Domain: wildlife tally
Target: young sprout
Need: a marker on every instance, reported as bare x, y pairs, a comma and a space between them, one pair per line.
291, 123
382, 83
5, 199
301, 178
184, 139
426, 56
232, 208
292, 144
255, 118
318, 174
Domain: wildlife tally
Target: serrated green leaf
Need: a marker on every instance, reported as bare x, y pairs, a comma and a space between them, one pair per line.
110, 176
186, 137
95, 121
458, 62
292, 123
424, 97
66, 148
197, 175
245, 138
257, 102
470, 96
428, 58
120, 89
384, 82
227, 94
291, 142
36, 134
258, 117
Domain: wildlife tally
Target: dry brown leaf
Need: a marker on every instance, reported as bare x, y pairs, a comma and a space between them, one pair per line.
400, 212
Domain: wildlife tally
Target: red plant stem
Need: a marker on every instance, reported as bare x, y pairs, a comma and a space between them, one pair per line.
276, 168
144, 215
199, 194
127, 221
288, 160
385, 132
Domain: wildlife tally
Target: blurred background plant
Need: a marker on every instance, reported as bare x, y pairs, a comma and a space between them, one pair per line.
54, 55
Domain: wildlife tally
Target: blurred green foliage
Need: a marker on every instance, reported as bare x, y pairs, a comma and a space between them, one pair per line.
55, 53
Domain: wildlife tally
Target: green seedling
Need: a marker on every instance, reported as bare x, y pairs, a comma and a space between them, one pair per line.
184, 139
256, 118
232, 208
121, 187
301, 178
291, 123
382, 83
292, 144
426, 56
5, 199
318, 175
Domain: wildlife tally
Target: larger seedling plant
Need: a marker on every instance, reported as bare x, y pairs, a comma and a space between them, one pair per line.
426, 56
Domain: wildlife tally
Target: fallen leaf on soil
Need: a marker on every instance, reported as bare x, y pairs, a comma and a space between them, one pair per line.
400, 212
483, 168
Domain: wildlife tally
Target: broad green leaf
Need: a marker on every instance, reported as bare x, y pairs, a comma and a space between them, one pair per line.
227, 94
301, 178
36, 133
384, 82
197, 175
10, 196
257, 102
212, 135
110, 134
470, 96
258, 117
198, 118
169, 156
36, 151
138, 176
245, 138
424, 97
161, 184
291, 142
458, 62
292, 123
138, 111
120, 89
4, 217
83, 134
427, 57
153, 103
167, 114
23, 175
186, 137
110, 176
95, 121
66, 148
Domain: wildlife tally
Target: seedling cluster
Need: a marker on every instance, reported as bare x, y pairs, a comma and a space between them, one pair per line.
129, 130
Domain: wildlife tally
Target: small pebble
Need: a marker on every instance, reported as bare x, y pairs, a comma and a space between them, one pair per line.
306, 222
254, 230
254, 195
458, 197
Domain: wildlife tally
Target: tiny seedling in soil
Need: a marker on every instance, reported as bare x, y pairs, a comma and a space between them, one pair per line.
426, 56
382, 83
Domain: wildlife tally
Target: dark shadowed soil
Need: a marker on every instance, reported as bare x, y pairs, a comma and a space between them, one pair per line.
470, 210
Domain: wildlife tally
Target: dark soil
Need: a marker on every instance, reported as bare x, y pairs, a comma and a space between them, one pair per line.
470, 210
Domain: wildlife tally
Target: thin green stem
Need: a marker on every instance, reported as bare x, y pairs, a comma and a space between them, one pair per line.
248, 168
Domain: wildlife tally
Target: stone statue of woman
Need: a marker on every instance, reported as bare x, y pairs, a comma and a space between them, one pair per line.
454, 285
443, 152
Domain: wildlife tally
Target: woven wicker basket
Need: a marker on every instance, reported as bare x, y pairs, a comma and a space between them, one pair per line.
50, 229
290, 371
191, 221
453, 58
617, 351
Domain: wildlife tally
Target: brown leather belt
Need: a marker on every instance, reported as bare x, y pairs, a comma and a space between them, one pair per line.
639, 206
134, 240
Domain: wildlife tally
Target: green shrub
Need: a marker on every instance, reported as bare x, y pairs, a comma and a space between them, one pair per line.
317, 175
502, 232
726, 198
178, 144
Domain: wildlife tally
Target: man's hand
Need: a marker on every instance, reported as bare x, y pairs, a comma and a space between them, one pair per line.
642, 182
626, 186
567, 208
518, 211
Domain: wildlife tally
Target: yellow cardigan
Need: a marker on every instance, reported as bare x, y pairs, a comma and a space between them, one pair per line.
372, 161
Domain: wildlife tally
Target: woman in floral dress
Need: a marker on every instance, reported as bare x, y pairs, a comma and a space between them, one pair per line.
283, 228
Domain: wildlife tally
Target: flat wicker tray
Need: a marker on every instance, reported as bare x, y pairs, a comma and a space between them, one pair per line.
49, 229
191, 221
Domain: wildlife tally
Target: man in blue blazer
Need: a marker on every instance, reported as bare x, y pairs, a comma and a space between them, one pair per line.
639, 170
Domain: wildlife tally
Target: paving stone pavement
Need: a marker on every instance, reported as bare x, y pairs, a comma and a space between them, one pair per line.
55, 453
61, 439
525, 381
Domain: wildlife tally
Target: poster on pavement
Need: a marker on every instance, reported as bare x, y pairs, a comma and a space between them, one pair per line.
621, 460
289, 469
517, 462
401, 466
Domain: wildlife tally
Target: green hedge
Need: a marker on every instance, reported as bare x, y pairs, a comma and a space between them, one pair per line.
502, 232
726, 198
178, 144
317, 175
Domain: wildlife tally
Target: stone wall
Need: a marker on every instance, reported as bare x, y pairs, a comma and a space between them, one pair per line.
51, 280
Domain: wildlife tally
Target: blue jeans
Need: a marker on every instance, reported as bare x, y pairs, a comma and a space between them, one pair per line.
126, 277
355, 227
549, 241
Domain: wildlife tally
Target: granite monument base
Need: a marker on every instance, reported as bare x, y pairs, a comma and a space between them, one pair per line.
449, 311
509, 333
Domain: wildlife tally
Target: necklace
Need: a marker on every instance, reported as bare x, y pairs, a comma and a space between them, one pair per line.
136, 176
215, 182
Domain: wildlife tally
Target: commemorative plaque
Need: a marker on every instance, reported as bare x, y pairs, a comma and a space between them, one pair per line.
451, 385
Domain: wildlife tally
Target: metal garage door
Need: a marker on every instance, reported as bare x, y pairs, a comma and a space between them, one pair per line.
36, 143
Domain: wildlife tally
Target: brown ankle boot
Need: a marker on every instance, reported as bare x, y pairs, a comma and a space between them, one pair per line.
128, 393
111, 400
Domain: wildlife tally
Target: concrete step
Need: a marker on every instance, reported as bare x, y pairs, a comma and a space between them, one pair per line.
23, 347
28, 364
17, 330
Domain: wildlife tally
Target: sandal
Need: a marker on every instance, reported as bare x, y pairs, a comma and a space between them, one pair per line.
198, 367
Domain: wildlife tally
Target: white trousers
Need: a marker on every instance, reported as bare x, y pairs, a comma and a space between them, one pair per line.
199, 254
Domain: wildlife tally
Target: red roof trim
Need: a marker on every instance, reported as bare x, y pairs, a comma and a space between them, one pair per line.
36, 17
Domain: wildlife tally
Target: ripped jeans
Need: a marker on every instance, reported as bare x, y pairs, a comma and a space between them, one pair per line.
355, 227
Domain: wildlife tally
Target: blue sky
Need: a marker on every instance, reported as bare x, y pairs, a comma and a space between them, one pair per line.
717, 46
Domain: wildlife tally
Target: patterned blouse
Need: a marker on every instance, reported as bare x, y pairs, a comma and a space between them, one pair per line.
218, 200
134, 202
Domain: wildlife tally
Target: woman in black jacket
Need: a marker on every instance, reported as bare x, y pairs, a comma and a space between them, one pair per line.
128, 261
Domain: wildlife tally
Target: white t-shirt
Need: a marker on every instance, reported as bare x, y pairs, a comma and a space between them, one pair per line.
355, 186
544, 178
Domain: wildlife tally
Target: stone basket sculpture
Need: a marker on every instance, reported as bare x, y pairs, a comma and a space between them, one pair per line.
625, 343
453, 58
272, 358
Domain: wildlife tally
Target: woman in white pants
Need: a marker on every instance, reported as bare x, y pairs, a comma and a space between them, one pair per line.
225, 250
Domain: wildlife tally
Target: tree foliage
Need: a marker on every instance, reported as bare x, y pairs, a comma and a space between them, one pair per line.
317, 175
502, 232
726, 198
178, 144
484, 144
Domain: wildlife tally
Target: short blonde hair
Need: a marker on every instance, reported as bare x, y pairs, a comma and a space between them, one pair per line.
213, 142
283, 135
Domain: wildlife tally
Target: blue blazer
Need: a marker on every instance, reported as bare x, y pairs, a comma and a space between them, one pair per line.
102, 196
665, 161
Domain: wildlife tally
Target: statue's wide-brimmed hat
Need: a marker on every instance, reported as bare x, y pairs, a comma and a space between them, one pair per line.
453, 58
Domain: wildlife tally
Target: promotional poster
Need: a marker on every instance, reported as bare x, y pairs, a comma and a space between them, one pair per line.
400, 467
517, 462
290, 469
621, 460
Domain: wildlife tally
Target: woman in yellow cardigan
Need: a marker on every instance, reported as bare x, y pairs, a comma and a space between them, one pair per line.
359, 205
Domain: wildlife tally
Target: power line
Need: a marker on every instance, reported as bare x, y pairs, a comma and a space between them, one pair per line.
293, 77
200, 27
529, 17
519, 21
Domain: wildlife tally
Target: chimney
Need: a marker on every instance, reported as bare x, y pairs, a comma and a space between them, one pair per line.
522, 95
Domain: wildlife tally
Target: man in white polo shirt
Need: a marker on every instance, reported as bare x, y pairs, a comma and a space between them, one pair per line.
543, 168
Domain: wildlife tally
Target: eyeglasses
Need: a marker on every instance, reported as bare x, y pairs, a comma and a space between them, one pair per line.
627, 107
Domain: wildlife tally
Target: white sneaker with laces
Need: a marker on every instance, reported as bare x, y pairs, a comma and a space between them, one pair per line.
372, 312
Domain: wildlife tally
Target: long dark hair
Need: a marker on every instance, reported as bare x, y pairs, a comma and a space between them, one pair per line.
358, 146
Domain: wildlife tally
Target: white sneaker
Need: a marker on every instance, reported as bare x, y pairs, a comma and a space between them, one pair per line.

**WHAT YOU WILL DO**
Starting with the first line of the data above, copy each line exactly until you reach the line with "Target: green seedling"; include that line as well.

**ANSWER SPACE**
Domain: wildlife tally
Target: young sprout
Need: a marker on every instance, reported as bare x, y pairs, a comma and a space between them, one pair per line.
291, 123
382, 83
5, 199
301, 178
184, 139
426, 56
232, 208
292, 144
255, 118
318, 174
Domain: wildlife tally
Target: serrated green leaf
Need: a marker on every instance, reported as bare x, y pairs, a comma and a space between them, one pair per line.
110, 176
186, 137
95, 121
458, 62
292, 123
424, 97
66, 148
197, 175
245, 138
257, 102
470, 96
428, 58
120, 89
384, 82
227, 94
291, 142
36, 134
258, 117
Domain: wildlife tally
Target: dry brown leaf
Need: a marker on every instance, reported as bare x, y pairs, a comma and a space between them, one pair per line.
400, 212
Domain: wildlife tally
Target: red plant stem
Need: a marker on every instance, reported as bare x, y pairs, a comma and a space between them, one pair per line.
276, 168
144, 215
199, 194
127, 221
288, 160
385, 132
Domain: wildlife tally
Target: blurred background plant
Need: a marker on every instance, reported as bare x, y pairs, a comma and a space between them, one pair per line.
54, 55
Domain: wildlife tally
Target: blurred green foliage
Need: a marker on every instance, reported as bare x, y pairs, a comma and a space between them, one pair per line.
55, 53
Domain: wildlife tally
Target: green seedling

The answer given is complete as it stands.